Green tech and high-end chip-making are unlikely to be a major source of net job creation for the kinds of workers who are ill-served by today’s labour markets. After all, manufacturing employs fewer than one in 10 workers in the US, and the experience of other countries where manufacturing has done much better suggests that reversing de-industrialized employment is extremely difficult. Since the bulk of future jobs will come from services, that’s where we must focus our efforts to create productive jobs for less advantaged workers.

In a study for the Hamilton Project, I describe what an industrial policy for services might look like for the US. My proposal’s local component builds on existing development and business assistance schemes that take the form of collaborative partnerships between development agencies, firms and other stakeholders aiming to create good jobs. The national initiative features an Advanced Research Projects Agency (ARPA) focused on the promotion of a particular type of innovation: employment-friendly technologies.

Consider what is perhaps the toughest test case for these ideas: long-term care. This is a sector where jobs will increase rapidly as the US population ages and as demand for assisted-living increases. But because most long-term care work is done in homes (through caregivers) or in weakly regulated assisted-living communities, remuneration and work conditions have been poor. Employees are mostly women, and because their work is typically regarded as low-skill, they are not viewed as real professionals.

How might jobs in long-term care by improved? MIT economist Paul Osterman suggests three overall strategies. First, the government can impose standards (for minimum wages, say). Second, policymakers can increase the Medicaid and Medicare reimbursement rates for care services to help boost wages. And third, direct-care workers’ productivity can be raised, which would make for better service, lower costs and higher pay. While the first two strategies might be useful, productivity enhancements ultimately are the most reliable source of better jobs. For that, Osterman suggests an approach that is analogous to Japanese automakers’ method of deploying new innovations in manufacturing. This entails a combination of investing in workers’ skills, granting them greater discretion and giving them more responsibility for the quality of service.

Care workers who have more autonomy and decision-making authority can use their knowledge of residents and patients to customize their services and provide more flexibility (such as in schedules, food and treatment). This strategy would also permit the introduction of new technologies that complement caregivers’ skills, such as digital tools with which caregivers can collect real-time information and respond faster and more efficiently to residents’ needs.
-*-
• Work instruction 1:
Copy from the passage on service-sector jobs, starting at "Care workers who" and ending at "to residents’ needs.".
• Work instruction 2:
Translate this sentence from the passage on service-sector jobs into Spanish: "This is a sector where jobs will increase rapidly as the US population ages and as demand for assisted-living increases."
Rely on the passage on service-sector jobs alone.

• Given material:
-*-
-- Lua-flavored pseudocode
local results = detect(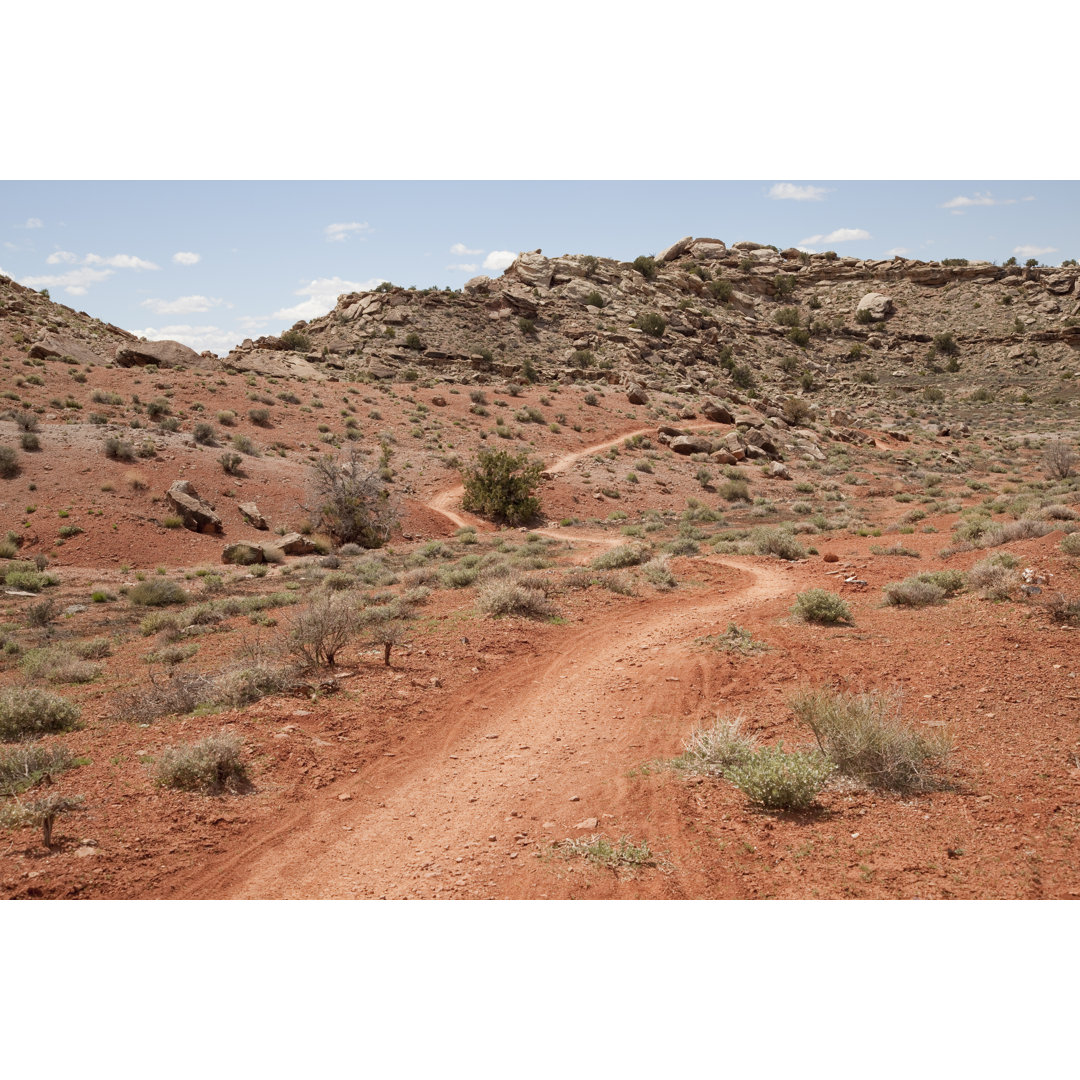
-*-
• Your response 1:
Care workers who have more autonomy and decision-making authority can use their knowledge of residents and patients to customize their services and provide more flexibility (such as in schedules, food and treatment). This strategy would also permit the introduction of new technologies that complement caregivers’ skills, such as digital tools with which caregivers can collect real-time information and respond faster and more efficiently to residents’ needs.

• Your response 2:
Se trata de un sector en el que los puestos de trabajo aumentarán rápidamente a medida que la población de Estados Unidos envejezca y aumente la demanda de vivienda asistida.